* [WHAT YOU HAVE TO DO] Reproduce only this part of the listing: the line with "Note: for this drill, mark the grey", plus every line after it through the last.

____

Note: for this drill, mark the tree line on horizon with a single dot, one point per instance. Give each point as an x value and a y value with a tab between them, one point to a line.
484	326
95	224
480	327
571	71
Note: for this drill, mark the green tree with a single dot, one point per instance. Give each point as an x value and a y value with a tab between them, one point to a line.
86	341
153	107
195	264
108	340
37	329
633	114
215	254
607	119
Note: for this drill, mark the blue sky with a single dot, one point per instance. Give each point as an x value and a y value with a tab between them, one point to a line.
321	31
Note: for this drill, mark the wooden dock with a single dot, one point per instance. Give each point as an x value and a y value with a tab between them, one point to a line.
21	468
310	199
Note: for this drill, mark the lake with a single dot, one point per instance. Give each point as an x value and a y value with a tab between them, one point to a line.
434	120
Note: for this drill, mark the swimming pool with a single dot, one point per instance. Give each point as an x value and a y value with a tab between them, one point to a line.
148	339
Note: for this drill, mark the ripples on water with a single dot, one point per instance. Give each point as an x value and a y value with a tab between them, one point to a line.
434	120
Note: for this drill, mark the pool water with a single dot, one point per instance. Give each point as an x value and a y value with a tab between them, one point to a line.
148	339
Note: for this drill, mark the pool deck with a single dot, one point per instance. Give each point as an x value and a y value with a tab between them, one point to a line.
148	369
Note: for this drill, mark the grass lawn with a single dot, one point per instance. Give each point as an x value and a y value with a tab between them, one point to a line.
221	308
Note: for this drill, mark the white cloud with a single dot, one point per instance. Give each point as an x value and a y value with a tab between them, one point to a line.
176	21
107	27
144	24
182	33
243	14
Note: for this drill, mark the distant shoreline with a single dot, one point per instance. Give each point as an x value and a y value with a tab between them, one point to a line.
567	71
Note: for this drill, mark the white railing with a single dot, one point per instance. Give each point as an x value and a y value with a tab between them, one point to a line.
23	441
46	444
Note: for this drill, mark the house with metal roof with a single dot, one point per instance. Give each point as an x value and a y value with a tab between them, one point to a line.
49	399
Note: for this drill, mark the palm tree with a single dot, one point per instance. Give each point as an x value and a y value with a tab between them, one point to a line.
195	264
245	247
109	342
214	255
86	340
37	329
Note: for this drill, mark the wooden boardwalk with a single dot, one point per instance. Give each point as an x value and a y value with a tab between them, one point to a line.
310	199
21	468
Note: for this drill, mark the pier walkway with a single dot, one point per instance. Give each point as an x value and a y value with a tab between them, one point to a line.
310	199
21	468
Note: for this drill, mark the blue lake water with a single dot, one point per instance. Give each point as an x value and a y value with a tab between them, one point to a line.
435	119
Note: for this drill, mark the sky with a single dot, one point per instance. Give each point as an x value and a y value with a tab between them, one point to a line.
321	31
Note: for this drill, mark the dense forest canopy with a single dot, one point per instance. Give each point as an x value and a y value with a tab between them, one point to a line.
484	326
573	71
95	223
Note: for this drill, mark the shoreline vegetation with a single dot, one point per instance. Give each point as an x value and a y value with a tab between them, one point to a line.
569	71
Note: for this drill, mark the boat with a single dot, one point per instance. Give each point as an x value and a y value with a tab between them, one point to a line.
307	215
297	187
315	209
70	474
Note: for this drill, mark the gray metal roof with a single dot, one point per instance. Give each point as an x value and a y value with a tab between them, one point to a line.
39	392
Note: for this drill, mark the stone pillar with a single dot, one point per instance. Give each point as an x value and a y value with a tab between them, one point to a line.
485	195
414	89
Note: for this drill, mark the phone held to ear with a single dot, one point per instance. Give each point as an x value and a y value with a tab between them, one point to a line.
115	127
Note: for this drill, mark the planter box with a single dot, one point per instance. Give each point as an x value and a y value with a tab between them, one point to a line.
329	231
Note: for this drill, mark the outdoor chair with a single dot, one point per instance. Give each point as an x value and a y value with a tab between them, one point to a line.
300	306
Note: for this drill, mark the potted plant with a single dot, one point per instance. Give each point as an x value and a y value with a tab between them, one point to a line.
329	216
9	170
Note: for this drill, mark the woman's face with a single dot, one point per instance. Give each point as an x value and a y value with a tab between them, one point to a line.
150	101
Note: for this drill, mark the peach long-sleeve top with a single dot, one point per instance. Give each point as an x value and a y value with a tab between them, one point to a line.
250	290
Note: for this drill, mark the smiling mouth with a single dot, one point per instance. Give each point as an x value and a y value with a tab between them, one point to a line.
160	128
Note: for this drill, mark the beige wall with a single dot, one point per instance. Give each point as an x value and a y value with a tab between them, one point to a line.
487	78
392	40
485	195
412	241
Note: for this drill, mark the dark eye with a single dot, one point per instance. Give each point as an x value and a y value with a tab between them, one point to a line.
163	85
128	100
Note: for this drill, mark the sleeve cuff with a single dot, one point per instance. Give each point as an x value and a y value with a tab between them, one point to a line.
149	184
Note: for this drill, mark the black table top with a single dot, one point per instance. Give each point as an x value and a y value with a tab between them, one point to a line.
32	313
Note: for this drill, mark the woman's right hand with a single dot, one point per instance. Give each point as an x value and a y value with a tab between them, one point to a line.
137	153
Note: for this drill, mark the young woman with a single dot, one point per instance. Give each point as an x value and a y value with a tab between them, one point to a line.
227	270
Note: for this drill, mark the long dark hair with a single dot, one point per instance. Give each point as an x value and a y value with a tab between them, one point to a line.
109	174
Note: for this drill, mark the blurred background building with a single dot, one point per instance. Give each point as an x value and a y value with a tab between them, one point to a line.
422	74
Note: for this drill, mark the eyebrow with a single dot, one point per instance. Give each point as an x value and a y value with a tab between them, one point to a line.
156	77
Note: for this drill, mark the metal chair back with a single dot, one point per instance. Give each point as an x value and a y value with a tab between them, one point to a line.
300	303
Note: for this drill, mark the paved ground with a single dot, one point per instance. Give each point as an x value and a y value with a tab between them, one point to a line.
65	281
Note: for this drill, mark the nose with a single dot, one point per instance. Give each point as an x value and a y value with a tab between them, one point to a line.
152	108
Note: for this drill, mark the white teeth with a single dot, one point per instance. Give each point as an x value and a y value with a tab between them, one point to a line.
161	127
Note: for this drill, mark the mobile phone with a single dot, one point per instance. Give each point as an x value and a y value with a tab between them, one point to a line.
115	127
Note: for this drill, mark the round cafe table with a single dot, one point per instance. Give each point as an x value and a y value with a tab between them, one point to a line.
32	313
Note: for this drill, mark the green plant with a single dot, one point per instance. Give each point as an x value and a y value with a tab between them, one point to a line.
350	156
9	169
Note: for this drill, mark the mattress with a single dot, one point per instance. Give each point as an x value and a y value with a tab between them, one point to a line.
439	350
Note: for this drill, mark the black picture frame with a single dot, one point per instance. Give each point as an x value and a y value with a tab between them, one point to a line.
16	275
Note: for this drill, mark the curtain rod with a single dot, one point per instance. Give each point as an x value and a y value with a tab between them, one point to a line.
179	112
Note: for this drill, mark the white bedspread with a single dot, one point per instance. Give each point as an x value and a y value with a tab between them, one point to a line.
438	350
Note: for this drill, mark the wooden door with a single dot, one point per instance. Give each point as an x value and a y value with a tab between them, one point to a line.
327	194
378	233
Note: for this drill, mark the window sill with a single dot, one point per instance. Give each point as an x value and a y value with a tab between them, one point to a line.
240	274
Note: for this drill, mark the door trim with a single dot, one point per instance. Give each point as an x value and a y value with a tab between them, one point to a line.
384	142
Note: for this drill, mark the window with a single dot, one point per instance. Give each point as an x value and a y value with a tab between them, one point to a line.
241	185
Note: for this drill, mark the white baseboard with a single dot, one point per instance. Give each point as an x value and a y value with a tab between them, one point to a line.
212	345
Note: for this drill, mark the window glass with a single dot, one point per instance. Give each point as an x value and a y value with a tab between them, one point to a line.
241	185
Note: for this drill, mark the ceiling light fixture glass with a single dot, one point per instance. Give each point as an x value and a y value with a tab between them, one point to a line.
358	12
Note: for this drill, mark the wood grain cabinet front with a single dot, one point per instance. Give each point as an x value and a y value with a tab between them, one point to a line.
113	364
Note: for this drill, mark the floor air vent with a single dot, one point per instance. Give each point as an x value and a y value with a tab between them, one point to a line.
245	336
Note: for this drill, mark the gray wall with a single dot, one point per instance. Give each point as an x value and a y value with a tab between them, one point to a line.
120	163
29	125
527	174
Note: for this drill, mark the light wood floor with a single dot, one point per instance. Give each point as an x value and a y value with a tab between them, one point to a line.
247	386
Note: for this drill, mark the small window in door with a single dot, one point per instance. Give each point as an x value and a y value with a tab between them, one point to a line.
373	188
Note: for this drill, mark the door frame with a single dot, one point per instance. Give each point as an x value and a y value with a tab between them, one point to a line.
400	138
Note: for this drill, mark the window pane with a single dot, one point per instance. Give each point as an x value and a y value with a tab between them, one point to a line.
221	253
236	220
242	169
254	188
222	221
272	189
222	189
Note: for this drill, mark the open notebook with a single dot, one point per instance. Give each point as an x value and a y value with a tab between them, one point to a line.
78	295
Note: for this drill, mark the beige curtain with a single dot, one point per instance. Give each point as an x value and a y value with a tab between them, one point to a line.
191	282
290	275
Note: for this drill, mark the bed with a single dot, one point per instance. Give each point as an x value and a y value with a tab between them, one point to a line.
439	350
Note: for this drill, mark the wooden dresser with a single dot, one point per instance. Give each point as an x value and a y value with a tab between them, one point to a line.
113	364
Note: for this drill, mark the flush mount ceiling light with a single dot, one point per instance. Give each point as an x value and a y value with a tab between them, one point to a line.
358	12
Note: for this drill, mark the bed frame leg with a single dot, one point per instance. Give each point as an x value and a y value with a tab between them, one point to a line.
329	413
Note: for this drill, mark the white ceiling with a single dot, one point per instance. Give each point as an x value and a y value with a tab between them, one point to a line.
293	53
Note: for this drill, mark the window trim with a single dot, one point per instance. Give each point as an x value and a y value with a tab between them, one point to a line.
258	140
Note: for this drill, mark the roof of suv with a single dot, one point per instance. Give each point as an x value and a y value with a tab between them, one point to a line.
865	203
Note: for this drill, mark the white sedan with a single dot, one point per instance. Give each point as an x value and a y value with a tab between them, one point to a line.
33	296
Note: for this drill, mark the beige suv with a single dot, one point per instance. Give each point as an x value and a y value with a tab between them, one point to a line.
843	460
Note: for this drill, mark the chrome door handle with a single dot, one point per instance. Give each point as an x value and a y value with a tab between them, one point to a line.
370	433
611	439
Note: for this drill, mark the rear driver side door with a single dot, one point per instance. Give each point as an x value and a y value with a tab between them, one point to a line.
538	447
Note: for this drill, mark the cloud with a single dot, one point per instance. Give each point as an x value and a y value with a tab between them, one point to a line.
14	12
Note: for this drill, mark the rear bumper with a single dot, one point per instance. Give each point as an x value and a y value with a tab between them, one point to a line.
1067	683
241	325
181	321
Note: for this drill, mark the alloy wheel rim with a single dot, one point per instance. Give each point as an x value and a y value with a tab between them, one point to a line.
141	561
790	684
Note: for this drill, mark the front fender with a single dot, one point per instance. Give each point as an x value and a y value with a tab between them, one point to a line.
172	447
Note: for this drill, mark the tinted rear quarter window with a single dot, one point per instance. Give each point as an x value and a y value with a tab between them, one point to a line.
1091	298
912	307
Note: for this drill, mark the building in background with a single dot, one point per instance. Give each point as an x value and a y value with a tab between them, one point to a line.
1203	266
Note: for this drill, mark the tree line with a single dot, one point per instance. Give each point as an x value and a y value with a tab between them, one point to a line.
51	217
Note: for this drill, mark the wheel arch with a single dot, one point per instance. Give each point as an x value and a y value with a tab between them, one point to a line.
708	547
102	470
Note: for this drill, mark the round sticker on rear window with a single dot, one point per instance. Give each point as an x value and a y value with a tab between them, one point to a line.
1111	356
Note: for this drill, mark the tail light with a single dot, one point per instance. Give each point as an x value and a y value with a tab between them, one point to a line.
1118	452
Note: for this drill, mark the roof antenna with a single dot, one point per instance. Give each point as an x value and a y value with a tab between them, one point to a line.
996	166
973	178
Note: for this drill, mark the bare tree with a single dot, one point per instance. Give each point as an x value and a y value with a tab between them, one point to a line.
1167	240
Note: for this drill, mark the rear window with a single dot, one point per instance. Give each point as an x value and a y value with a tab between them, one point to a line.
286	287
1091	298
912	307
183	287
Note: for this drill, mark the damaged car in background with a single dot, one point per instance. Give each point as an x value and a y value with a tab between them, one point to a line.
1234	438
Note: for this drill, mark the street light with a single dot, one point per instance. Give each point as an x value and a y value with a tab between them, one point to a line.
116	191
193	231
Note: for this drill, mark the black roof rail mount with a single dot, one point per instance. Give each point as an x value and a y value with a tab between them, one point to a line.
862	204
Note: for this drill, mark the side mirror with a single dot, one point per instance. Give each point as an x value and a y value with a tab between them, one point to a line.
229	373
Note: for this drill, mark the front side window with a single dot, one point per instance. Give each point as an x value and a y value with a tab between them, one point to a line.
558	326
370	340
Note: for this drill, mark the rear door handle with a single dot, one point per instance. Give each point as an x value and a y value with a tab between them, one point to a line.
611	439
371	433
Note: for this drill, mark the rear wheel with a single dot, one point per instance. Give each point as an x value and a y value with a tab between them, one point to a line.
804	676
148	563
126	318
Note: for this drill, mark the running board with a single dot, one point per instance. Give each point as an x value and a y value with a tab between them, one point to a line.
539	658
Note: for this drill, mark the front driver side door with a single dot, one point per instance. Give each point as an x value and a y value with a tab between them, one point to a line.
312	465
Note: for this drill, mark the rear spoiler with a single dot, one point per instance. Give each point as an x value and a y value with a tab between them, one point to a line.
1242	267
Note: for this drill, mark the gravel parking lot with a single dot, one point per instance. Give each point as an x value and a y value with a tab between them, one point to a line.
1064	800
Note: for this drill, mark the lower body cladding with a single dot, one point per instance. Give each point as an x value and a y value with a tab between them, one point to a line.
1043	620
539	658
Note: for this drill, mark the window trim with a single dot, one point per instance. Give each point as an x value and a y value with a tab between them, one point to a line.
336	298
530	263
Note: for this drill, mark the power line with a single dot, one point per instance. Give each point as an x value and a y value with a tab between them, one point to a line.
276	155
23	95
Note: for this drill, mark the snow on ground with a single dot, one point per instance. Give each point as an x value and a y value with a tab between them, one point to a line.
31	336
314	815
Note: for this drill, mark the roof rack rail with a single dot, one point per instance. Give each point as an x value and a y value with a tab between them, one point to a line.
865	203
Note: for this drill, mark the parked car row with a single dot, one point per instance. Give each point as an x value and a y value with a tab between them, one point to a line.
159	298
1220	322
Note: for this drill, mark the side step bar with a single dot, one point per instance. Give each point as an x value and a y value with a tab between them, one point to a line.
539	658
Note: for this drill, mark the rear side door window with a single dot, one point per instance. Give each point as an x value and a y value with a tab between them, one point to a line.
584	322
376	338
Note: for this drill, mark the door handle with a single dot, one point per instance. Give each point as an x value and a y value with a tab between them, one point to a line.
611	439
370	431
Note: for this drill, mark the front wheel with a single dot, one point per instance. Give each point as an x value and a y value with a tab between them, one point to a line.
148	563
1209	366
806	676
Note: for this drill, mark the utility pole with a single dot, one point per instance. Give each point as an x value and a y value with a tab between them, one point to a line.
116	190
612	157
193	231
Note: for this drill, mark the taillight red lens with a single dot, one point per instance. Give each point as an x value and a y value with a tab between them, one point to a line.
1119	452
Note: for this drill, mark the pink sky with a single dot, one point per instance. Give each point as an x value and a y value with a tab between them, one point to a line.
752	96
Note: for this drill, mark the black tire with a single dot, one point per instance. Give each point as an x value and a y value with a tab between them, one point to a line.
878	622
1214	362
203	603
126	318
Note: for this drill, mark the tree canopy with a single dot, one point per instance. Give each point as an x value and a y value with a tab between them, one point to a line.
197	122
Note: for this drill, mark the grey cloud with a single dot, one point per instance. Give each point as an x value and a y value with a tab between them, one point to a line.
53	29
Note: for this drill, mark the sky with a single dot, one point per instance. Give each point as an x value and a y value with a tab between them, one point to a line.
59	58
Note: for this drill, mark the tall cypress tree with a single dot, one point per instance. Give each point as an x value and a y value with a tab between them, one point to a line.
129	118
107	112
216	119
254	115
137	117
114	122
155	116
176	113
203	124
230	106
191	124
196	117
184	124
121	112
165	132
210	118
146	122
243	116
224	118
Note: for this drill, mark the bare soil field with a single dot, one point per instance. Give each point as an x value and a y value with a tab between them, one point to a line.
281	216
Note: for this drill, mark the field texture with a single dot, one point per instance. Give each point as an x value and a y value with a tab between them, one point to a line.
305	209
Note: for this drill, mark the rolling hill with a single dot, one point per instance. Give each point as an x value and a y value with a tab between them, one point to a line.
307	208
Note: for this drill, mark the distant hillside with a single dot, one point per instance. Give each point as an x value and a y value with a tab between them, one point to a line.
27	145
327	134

____

* [SOLUTION BELOW]
Note: for this drill, mark the grey cloud with a single dot, one point per instance. Give each point as an x value and a y value with a tab between them, one point to a line.
53	29
Note: for this drill, mark the sky with a single dot, one point per instance. Give each point as an x value and a y value with a tab between them, one point to a line.
59	58
Note: for this drill, mark the tall cypress tree with a single dot, one point per instance. Give each point as an x value and a y value with a tab between them, one point to a line.
129	118
107	112
216	119
254	115
137	117
114	122
155	116
176	113
203	124
230	106
191	124
196	117
184	124
121	112
165	132
210	118
146	122
243	116
224	118
Note: for this drill, mark the bare soil field with a single dot, one point per instance. Give each point as an x value and a y value with a tab between them, one point to a line.
281	216
Note: for this drill, mark the field texture with a single dot, one point per instance. Give each point as an x value and a y value with a tab between them, one point to a line.
305	209
Note: for this drill, mark the rolling hill with a single dot, one point per instance. Give each point as an x value and a y value with a tab between them, one point to a line.
307	208
Note: for this drill, mark the distant hillside with a single dot, one point per instance. Give each point as an x value and a y value with a tab between them, one point to a line.
27	145
327	134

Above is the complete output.